Given two sequences of numbers : a[1], a[2], ...... , a[N], and b[1], b[2], ...... , b[M] (1 <= M <= 10000, 1 <= N <= 1000000). Your task is to find a number K which make a[K] = b[1], a[K + 1] = b[2], ...... , a[K + M - 1] = b[M]. If there are more than one K exist, output the smallest one.
Input
The first line of input is a number T which indicate the number of cases. Each case contains three lines. The first line is two numbers N and M (1 <= M <= 10000, 1 <= N <= 1000000). The second line contains N integers which indicate a[1], a[2], ...... , a[N]. The third line contains M integers which indicate b[1], b[2], ...... , b[M]. All integers are in the range of [-1000000, 1000000].
Output
For each test case, you should output one line which only contain K described above. If no such K exists, output -1 instead.
Sample Input
2
13 5
1 2 1 2 3 1 2 3 1 3 2 1 2
1 2 3 1 3
13 5
1 2 1 2 3 1 2 3 1 3 2 1 2
1 2 3 2 1
Sample Output
6
-1
寻找子串在母串中第一次出现的位置。
******
**Task instructions:**
[A] In the sequence-matching problem, what should be printed for a test case when no such K exists?
[B] Pick up the sequence-matching problem where it stops and keep writing it.

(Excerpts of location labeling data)
******
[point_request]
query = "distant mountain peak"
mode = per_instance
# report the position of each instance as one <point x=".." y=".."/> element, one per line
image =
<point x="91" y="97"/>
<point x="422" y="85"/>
******
**Responses to the tasks:**
[A] -1

[B]
KMPcode:
#include<iostream>
#include<cstring>
#include<cstdio>
using namespace std;
const int MAXN=1e6+20;
int nex[MAXN],a[MAXN],b[MAXN],n,m;
void getnex(){
int i=1,j=0;
nex[0]=0;
while(i<m){
if(b[i]==b[j]) nex[i++]=++j;
else if(j==0) i++;
else j=nex[j-1];
}
}
int kmp(){
int i=0,j=0;
while(i<n && j<m){//m子串长度
if(a[i]==b[j]){
i++;j++;
}
else if(j==0) i++;
else j=nex[j-1];
}
if(j==m) return i-m+1;//i-m+1
return -1;
}
int main()
{
int T;
scanf("%d",&T);
while(T--)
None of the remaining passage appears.